MATERIAL FOR THIS TASK:
+ + + +
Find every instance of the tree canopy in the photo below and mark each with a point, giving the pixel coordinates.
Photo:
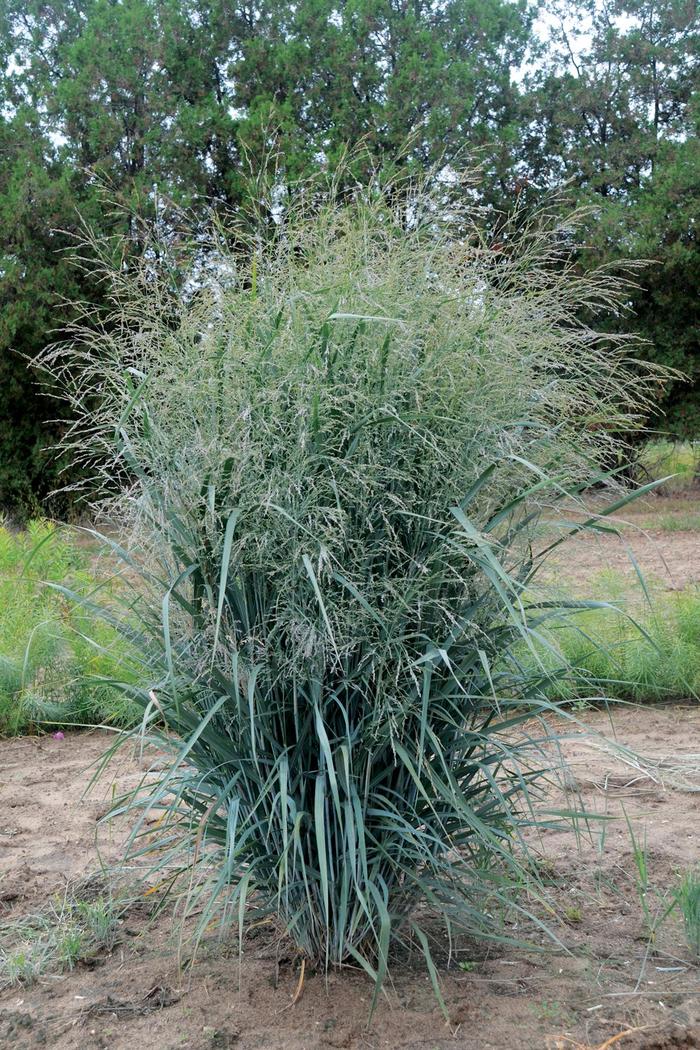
(108, 104)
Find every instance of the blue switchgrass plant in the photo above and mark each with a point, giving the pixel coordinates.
(336, 450)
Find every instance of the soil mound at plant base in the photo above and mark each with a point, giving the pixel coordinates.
(499, 999)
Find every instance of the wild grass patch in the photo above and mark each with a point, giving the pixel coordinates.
(77, 925)
(635, 648)
(56, 659)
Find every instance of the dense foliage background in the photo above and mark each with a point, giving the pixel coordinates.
(108, 106)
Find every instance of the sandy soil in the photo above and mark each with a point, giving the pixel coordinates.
(609, 981)
(670, 560)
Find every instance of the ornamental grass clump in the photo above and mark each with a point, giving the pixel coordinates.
(336, 442)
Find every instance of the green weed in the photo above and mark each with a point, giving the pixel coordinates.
(686, 899)
(72, 928)
(57, 662)
(630, 650)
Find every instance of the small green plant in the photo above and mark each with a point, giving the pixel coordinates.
(57, 663)
(72, 928)
(686, 899)
(675, 461)
(640, 648)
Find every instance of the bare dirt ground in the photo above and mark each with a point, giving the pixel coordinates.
(653, 530)
(611, 980)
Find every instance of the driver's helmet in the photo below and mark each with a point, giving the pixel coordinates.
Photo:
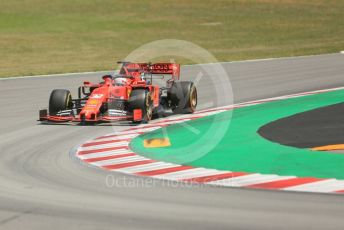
(121, 81)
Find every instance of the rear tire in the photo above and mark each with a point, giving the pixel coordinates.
(60, 99)
(183, 96)
(141, 99)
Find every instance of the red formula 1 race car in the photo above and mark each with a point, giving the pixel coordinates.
(129, 95)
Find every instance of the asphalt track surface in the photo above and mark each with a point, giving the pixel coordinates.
(315, 128)
(42, 187)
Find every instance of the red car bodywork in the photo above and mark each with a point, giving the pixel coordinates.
(91, 107)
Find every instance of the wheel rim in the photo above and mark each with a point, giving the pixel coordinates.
(193, 99)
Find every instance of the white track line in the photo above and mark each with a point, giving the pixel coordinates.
(329, 185)
(119, 160)
(250, 179)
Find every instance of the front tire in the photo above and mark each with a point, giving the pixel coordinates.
(60, 99)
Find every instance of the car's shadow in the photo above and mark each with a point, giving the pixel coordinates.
(106, 124)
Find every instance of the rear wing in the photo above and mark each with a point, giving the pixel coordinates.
(154, 68)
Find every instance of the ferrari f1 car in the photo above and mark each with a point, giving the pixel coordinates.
(129, 95)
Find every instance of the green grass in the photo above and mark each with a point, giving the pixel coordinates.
(42, 37)
(236, 146)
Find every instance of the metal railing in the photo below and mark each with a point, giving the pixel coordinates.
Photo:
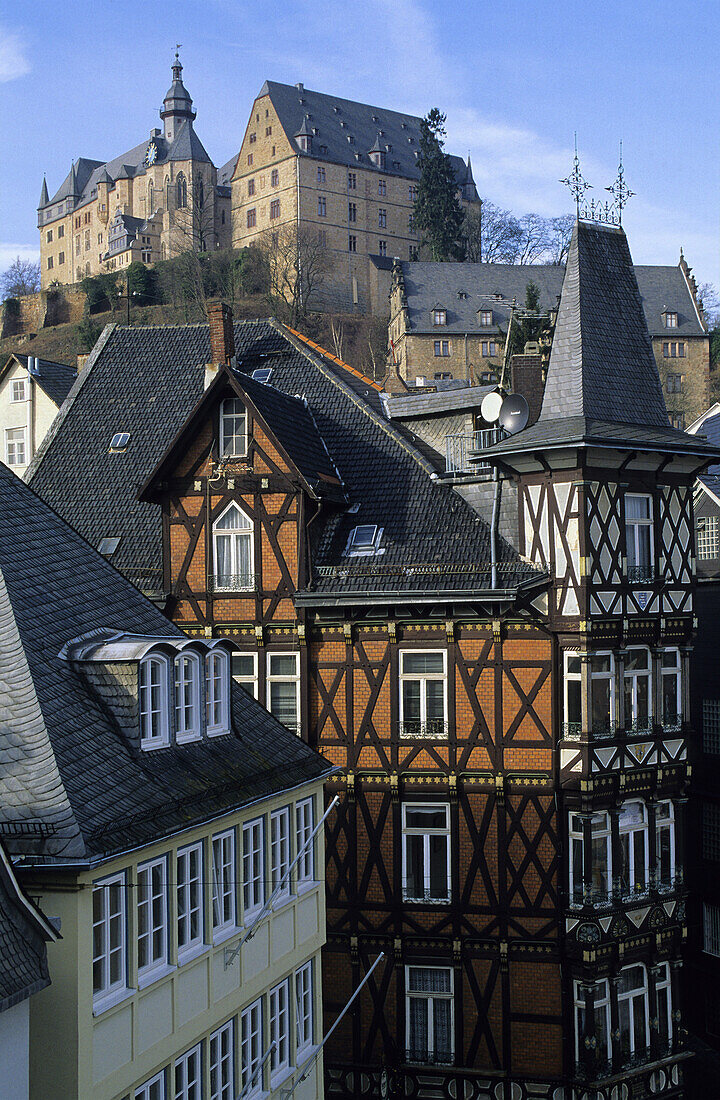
(460, 448)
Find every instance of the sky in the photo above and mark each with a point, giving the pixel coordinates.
(517, 80)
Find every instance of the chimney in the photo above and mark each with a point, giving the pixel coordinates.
(222, 338)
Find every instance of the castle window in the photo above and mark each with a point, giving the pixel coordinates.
(153, 702)
(425, 853)
(429, 1014)
(423, 694)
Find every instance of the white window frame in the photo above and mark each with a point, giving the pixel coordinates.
(276, 679)
(305, 823)
(305, 1005)
(278, 1001)
(253, 867)
(15, 447)
(158, 965)
(430, 998)
(187, 1074)
(109, 992)
(423, 679)
(187, 697)
(221, 1079)
(217, 692)
(154, 713)
(427, 832)
(229, 416)
(251, 1049)
(280, 854)
(224, 894)
(189, 899)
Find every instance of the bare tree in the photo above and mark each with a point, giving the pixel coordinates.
(21, 277)
(298, 262)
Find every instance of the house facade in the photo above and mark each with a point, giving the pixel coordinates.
(156, 200)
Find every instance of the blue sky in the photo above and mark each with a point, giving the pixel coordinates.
(516, 79)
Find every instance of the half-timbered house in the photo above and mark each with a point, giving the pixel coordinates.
(510, 713)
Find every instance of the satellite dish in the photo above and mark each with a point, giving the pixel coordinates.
(490, 406)
(514, 413)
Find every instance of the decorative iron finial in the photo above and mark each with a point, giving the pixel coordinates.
(576, 183)
(620, 190)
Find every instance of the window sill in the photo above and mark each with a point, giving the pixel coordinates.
(151, 976)
(107, 1001)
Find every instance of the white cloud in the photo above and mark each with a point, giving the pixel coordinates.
(13, 63)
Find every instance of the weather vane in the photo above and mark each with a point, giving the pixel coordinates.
(576, 182)
(620, 190)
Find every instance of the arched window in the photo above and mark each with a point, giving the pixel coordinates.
(218, 692)
(187, 696)
(154, 725)
(233, 545)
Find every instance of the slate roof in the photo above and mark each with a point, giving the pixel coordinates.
(336, 119)
(23, 933)
(429, 285)
(53, 378)
(147, 381)
(69, 776)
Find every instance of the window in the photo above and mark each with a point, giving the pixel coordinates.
(425, 853)
(222, 1058)
(154, 1089)
(633, 848)
(233, 547)
(639, 536)
(279, 1005)
(671, 682)
(189, 900)
(187, 696)
(217, 701)
(284, 689)
(244, 671)
(665, 844)
(109, 938)
(253, 866)
(423, 691)
(303, 827)
(223, 881)
(280, 853)
(637, 682)
(152, 920)
(188, 1075)
(251, 1026)
(601, 1013)
(429, 1009)
(153, 702)
(303, 1009)
(632, 1011)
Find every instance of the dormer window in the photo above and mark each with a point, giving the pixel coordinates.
(233, 429)
(187, 697)
(218, 693)
(154, 725)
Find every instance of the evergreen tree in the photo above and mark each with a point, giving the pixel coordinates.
(438, 210)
+ + + +
WORK TO BE COMPLETED: Please report all lines in the entries where "below" appears.

YOUR RESPONSE:
Find every instance of the tree canopy in the photo below and mark each with a point, giving the pixel coordinates.
Find every instance of the driver's helmet in the photo below and mark each with a point, giving the pixel coordinates.
Find every instance of the metal railing in the photo below and mark each with a point, giving the pixel coordinates.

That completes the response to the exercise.